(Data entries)
++++++
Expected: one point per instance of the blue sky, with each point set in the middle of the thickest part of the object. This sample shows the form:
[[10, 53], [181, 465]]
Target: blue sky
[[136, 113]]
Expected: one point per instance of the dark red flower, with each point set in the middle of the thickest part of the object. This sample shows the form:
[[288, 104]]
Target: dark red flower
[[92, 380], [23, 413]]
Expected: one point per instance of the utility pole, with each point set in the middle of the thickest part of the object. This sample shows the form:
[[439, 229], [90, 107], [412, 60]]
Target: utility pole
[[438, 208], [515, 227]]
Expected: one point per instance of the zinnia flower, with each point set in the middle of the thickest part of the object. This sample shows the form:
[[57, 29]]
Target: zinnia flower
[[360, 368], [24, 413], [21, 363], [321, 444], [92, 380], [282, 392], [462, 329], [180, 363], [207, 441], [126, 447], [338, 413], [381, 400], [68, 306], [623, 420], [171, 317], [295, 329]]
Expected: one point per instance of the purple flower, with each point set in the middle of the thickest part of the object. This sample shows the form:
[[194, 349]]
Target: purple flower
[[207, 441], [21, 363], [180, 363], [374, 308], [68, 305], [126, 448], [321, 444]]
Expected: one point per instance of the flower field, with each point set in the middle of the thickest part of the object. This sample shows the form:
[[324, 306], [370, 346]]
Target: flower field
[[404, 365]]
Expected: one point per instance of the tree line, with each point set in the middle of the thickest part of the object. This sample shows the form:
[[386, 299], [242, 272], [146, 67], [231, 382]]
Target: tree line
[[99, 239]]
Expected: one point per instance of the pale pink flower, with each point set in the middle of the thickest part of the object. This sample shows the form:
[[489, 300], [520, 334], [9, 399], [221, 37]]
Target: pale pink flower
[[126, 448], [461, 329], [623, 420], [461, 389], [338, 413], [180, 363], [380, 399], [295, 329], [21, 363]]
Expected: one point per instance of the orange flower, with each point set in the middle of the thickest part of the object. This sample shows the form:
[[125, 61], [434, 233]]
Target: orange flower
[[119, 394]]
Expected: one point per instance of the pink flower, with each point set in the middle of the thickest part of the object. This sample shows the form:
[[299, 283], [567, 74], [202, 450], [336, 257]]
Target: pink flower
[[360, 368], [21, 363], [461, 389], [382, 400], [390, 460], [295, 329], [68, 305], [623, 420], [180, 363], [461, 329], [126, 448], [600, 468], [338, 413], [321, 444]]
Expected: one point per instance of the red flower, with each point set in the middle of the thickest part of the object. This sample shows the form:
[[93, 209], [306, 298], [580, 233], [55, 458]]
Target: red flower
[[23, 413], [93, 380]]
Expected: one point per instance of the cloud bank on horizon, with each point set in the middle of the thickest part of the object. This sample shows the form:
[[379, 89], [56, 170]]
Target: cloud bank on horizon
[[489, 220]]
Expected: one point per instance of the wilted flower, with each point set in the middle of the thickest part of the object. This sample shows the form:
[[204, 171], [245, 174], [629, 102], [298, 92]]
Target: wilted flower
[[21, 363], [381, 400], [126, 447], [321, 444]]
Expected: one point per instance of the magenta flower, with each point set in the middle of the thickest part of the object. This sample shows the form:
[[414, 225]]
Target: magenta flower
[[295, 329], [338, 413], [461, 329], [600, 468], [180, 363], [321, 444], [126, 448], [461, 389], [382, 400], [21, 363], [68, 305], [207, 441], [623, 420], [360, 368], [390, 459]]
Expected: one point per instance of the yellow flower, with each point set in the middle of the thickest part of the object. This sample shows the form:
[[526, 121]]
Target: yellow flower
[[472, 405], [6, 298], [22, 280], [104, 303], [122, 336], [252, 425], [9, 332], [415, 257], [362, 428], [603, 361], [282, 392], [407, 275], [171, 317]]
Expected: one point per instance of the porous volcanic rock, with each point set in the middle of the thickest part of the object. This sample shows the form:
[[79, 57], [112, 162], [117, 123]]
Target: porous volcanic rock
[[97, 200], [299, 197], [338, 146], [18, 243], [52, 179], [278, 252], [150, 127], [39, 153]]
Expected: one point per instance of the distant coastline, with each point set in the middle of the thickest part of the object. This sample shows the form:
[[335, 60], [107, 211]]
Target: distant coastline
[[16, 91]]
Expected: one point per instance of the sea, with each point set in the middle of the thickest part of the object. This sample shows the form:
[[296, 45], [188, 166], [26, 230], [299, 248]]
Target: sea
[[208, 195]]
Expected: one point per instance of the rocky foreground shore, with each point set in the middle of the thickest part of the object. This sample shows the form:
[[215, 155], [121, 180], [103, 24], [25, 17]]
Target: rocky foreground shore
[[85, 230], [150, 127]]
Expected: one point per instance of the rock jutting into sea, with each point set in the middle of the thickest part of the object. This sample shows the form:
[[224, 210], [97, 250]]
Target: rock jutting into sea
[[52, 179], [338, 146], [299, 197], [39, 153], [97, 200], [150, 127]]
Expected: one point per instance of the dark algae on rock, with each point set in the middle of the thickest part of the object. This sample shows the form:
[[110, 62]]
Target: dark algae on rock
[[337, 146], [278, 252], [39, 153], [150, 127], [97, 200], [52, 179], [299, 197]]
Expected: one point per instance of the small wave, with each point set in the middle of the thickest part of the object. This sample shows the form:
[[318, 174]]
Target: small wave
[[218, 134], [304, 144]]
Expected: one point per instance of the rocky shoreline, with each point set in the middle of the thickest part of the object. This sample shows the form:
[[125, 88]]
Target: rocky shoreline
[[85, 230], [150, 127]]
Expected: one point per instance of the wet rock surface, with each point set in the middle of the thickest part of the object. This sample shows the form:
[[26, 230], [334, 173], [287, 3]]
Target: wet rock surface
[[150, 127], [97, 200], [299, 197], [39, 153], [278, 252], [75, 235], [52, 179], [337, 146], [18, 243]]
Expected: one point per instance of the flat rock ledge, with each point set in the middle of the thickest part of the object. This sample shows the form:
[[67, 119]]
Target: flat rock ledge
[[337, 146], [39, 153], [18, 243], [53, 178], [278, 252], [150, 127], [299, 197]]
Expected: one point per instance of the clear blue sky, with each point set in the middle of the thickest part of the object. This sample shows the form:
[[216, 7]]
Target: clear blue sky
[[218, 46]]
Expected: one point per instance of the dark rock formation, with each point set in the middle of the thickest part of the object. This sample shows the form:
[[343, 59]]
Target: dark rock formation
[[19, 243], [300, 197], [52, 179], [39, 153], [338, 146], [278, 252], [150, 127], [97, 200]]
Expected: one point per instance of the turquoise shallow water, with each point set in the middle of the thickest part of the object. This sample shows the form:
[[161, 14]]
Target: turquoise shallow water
++++++
:: Work task ::
Among the entries above, the line containing "Target: dark red flower", the line containing "[[489, 300], [520, 334], [9, 399], [221, 37]]", and all lines between them are to be restated word for word; nothing else belongs in the reply.

:: Response box ::
Target: dark red flower
[[92, 380], [23, 413]]
Expected: one point per instance of the utility pole, with each point set in the middle of the thickest part of the object. This sample shows the form:
[[439, 229], [90, 107], [412, 60]]
Target: utility pole
[[438, 208], [515, 227]]
Expected: one point per instance of the zinnia flower, with each point set in the middle of the thickest part of the object. This sample shows the form:
[[57, 29]]
Target: zinnia flower
[[360, 368], [24, 413], [21, 363], [321, 444], [92, 380], [282, 392], [462, 329], [180, 363], [207, 441], [126, 447], [338, 413], [381, 400], [68, 306], [623, 420], [171, 317], [295, 329]]
Expected: one point per instance of the purple flower, with each point set in the middle of the thickest part of the object. This sample shows the form:
[[194, 349]]
Target: purple flower
[[207, 441], [21, 363], [180, 363], [374, 308], [68, 305], [126, 448], [321, 444]]
Expected: one point per instance of the flower field, with each point set in the middle of the thickest part of the object. This sample shows the form:
[[324, 306], [370, 346]]
Target: flower field
[[404, 365]]
Expected: one point per instance of the tree line, with each point set in the middle of the thickest part of the object. This sample shows the form:
[[386, 299], [242, 272], [146, 67], [231, 382]]
Target: tree line
[[99, 239]]
Expected: one point per instance of the pale pink flower, with each point set in the middle of the thickest part of the object. This sample shows the form:
[[489, 300], [520, 334], [9, 399], [221, 37]]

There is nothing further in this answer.